* What is asked
List every item below as a numbered list, skipping any blank lines.

* Listing
>> Start
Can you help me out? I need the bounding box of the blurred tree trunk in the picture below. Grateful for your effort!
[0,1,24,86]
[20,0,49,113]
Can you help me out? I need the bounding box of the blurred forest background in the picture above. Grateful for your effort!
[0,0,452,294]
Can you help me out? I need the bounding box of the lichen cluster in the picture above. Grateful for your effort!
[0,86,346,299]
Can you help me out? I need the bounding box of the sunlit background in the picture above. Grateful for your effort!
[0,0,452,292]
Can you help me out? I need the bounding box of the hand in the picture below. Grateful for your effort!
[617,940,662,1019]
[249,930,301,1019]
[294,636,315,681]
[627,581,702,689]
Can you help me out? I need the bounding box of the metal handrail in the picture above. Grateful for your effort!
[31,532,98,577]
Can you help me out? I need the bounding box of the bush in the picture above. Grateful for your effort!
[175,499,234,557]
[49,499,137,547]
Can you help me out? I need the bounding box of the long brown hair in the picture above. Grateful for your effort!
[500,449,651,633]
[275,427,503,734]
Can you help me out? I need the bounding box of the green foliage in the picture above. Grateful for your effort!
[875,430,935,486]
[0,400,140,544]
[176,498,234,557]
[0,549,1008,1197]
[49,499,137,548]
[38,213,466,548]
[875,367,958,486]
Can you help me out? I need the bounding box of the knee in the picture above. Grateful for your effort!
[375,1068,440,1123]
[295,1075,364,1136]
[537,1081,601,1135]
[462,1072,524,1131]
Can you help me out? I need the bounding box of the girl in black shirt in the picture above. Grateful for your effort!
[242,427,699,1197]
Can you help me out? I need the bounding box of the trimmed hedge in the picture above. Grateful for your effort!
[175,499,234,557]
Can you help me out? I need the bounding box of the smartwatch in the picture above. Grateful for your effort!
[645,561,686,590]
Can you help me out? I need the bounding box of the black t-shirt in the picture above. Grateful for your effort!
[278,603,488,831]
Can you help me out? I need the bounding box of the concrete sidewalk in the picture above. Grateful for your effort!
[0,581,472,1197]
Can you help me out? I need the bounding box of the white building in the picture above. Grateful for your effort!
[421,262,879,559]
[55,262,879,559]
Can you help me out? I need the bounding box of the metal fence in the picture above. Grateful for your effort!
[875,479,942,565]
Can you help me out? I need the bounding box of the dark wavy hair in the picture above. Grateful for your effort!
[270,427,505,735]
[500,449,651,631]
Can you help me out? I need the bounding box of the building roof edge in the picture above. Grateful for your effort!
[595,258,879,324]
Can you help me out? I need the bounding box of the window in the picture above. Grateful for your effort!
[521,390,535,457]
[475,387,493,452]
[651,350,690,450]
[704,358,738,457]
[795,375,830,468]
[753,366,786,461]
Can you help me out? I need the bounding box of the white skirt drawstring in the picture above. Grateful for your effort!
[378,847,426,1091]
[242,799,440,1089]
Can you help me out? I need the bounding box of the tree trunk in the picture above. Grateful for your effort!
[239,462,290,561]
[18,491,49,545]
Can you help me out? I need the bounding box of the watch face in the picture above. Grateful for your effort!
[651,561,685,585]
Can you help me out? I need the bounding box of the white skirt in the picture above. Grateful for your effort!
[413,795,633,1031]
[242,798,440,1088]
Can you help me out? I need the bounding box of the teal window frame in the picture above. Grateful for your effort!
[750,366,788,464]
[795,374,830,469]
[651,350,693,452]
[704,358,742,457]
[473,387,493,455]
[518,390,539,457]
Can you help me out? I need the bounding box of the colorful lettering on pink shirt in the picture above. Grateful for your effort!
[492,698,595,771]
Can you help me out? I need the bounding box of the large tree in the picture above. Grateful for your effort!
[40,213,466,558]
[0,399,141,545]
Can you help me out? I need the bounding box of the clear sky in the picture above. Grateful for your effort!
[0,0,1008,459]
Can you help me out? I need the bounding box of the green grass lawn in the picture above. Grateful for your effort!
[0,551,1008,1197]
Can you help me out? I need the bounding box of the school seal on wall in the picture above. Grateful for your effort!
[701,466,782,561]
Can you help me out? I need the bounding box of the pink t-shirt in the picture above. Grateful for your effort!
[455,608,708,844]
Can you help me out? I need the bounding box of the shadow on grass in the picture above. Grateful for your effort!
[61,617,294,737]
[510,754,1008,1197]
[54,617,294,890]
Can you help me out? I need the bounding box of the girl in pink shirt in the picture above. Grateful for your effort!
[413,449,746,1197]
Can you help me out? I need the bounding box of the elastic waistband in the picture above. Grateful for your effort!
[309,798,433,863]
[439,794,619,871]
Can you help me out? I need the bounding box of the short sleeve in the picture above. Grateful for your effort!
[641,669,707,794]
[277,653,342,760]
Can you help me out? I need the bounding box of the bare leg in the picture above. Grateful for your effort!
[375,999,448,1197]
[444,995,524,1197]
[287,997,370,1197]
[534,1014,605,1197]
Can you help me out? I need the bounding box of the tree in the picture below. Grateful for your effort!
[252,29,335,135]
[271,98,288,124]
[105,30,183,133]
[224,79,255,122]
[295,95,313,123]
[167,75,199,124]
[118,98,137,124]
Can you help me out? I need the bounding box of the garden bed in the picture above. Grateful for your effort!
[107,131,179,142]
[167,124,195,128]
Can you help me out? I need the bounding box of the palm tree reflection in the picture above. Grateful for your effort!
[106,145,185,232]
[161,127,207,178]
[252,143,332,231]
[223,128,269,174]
>> End
* Exercise output
1. Can you help me out? I need the bounding box of the blurred tree trunk in the picture below. Grateful for your effort!
2. [0,1,24,86]
3. [20,0,49,113]
4. Can you help me out? I need the bounding box of the blurred forest background in the picture above. Grateful for your effort!
5. [0,0,452,294]
6. Can you help me out? I need the bounding box of the lichen cluster in the picture above. Grateful for your effort!
7. [0,86,346,299]
8. Can you help me out? I need the bounding box of the sunlit background in the picture above. Grateful for your effort!
9. [0,0,452,292]
10. Can you help me out? I need the bounding box of the hand in the picture below. Grateful for your effort!
11. [617,940,662,1019]
12. [249,930,301,1019]
13. [294,636,315,681]
14. [627,581,702,689]
15. Can you help me out? I need the bounding box of the metal handrail in the picture above. Grateful for your effort!
16. [31,532,98,577]
17. Can you help me out? I need the bounding box of the bush in the picture above. Grateful for your effort!
18. [175,499,234,557]
19. [49,499,137,547]
20. Can you help me out? I need the bounding box of the long brown hair in the picture above. Grateful for your effort!
21. [500,449,651,633]
22. [275,427,503,734]
23. Can you help me out? I need the bounding box of the green foliage in the picture above. Grateful for your effort!
24. [875,430,935,486]
25. [0,400,140,544]
26. [176,498,234,557]
27. [0,549,1008,1197]
28. [49,499,137,548]
29. [38,213,466,548]
30. [875,367,958,486]
31. Can you help me out? I need the bounding box of the knee in the picture above. Grateful for your effort!
32. [375,1068,440,1123]
33. [295,1075,364,1136]
34. [537,1081,601,1135]
35. [462,1072,524,1131]
36. Can you help me out? I need the bounding box of the girl in black shirt in the picture above. Grateful for your effort!
37. [242,427,699,1197]
38. Can you help me out? I need the bounding box of the trimmed hedge in the picture above. Grateful for your effort!
39. [175,499,234,557]
40. Can you help me out? I need the bounding box of the smartwatch in the picture above. Grateful for your effort!
41. [645,561,686,590]
42. Can you help me out? I need the bounding box of the black t-shirt in the picture above. Grateful for your effort!
43. [278,603,488,831]
44. Can you help me out? I need the bounding box of the concrete sidewalk in the picture above. Grateful for your effort!
45. [0,581,472,1197]
46. Can you help me out? I need the bounding box of the white building in the picture above. Grateful for your effort!
47. [421,262,879,559]
48. [55,262,879,559]
49. Can you help me out? I need the bounding box of the metal fence in the picture above. Grateful for your effort!
50. [875,479,942,565]
51. Can you help me out? I need the bounding box of the dark wavy hair in the picture above. Grateful for your effort!
52. [270,427,505,735]
53. [500,449,651,631]
54. Can you help me out? I need the bounding box of the building roof edge in the picture above. Grateful for your effort!
55. [595,258,879,324]
56. Can you help me out? I need the bounding box of the window in the picture above. Grateful for your effort!
57. [521,390,535,457]
58. [475,387,493,452]
59. [651,350,690,450]
60. [704,358,738,457]
61. [795,375,830,468]
62. [753,366,786,461]
63. Can you help me out? I need the bounding box of the white skirt drawstring in the picture above. Grateful for your effort!
64. [378,847,426,1091]
65. [242,799,440,1089]
66. Can you help me out? I need the bounding box of the tree trunk in the picture above. Grateful for your effort!
67. [239,462,290,561]
68. [18,491,49,545]
69. Can you help me out? I need the bounding box of the watch face in the picture above. Grateful for your effort!
70. [651,561,685,585]
71. Can you help me out? I need the bounding box of the white skirt in the picture above. Grateful for your effort!
72. [413,795,633,1031]
73. [242,798,440,1088]
74. Can you help me out? I need the bounding box of the teal window frame in the picture above. Grateful for your effort!
75. [750,366,788,464]
76. [795,374,830,469]
77. [651,350,693,452]
78. [704,358,742,457]
79. [473,387,493,455]
80. [518,390,539,457]
81. Can you help me out? I need the bounding box of the colorful lettering on pink shirt in the picture above. Grateful for your effort!
82. [492,698,595,771]
83. Can you help me out? I need the bounding box of the large tree in the picture above. Grateful for your effort!
84. [40,213,466,558]
85. [0,399,141,545]
86. Can you help me out? I need the bounding box of the clear sky in the picture above. Grateful for your effort!
87. [0,0,1008,459]
88. Can you help me out? I need the bounding box of the green grass lawn in the picture above. Grateful for your effort!
89. [0,551,1008,1197]
90. Can you help me out? I need the bounding box of the school seal on wall in the picture above. Grateful for your effort!
91. [701,466,782,561]
92. Can you help me out? I need the bounding box of the pink t-shirt in the picture above. Grateful for your effort!
93. [455,608,708,844]
94. Can you help me out? I need the bounding box of the shadow on grass in the picture above. Grateful for your effort!
95. [61,617,294,737]
96. [510,754,1008,1197]
97. [54,617,294,890]
98. Can you help me out? I need the bounding box of the girl in pink shirt in the picture above. Grateful for your effort!
99. [413,449,746,1197]
100. Can you help me out? I need the bounding box of the elastic waistband in the picture above. Grateful for your effort!
101. [309,798,433,863]
102. [439,794,619,871]
103. Can you help me out? I need the bounding box of the short sleeve in the picture above. Grateful for your effort!
104. [641,669,707,794]
105. [277,653,342,760]
106. Can you help me out? I need the bounding box of the bare leg in the picture above. Grateful for your effort!
107. [375,999,448,1197]
108. [444,995,524,1197]
109. [287,997,370,1197]
110. [534,1014,605,1197]
111. Can you help me out? I need the bounding box of the tree in the picture below. Grateful for your effort!
112. [252,29,335,135]
113. [271,98,288,124]
114. [105,30,183,133]
115. [224,79,255,122]
116. [295,95,313,123]
117. [167,75,199,124]
118. [118,98,137,124]
119. Can you help me out? I need the bounding box of the garden bed in the picture above. Grateful for your effort!
120. [107,131,179,142]
121. [167,124,195,128]
122. Can you help me out? I need the bounding box of the palm tree reflection in the picture above. Grateful for your effort!
123. [106,145,185,232]
124. [161,127,207,178]
125. [252,143,332,231]
126. [223,128,269,174]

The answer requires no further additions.